--- What you will do ---
Everything from the line with "of the motorcycle" to the end of the data should be restated word for word, and nothing before it.

— Start of Extracted entries —

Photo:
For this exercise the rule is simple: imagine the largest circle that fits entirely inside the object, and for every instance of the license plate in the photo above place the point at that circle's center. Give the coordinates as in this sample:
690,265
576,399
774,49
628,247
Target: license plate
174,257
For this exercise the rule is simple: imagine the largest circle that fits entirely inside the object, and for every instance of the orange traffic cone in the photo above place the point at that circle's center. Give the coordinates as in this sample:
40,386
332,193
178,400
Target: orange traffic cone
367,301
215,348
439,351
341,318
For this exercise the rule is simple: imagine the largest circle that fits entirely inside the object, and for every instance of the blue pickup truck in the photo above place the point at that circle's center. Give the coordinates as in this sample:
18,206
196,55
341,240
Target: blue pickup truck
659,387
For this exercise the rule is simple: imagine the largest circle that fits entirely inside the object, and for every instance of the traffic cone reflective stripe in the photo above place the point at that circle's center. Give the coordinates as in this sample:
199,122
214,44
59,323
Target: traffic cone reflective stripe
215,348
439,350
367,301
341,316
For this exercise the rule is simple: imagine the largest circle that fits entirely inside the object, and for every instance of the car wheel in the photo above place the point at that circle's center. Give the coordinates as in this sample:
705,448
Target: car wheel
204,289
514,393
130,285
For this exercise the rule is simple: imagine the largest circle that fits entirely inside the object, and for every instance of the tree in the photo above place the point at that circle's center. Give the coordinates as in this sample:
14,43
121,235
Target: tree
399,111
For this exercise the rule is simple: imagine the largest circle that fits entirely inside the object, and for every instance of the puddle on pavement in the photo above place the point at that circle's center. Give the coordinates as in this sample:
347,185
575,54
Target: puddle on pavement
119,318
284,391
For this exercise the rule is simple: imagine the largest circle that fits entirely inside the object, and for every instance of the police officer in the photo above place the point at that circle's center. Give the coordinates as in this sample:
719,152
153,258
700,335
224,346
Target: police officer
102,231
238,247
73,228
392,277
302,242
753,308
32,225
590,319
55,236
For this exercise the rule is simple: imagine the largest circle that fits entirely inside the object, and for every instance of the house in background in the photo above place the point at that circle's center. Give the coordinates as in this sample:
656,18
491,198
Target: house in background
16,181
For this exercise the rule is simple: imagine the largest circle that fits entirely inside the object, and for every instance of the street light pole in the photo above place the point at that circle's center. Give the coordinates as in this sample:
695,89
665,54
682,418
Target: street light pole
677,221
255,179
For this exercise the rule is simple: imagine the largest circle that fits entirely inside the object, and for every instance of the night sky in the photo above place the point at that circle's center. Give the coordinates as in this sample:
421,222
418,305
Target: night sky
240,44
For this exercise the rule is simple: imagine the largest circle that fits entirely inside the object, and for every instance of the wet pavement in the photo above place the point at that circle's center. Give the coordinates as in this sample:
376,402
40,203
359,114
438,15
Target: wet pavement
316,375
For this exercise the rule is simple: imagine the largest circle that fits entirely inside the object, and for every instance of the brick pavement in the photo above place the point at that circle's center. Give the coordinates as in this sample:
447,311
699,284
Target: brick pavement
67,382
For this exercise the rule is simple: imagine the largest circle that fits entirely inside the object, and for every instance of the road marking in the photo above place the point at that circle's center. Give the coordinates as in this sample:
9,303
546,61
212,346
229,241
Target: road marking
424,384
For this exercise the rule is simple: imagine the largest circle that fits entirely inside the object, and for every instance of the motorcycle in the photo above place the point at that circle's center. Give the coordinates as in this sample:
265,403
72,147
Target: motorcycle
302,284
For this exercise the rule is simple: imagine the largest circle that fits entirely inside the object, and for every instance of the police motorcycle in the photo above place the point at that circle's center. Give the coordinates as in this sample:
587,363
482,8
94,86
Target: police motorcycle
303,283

— End of Extracted entries —

--- Result of this task ---
For this exercise the rule is simple: imagine the largest circle that fits entirely inside the object, and for every instance of the motorcycle in the photo above place the point at that circle's center. Give the coordinates as in this sample:
265,403
72,147
Target: motorcycle
302,284
For this exercise the rule is simple: imagine the largest circle that fits entirely inside the object, and for every instance of the police motorcycle in the photo above place the point at that circle's center. Give the coordinates as in this sample:
587,363
482,8
94,86
Target: police motorcycle
303,283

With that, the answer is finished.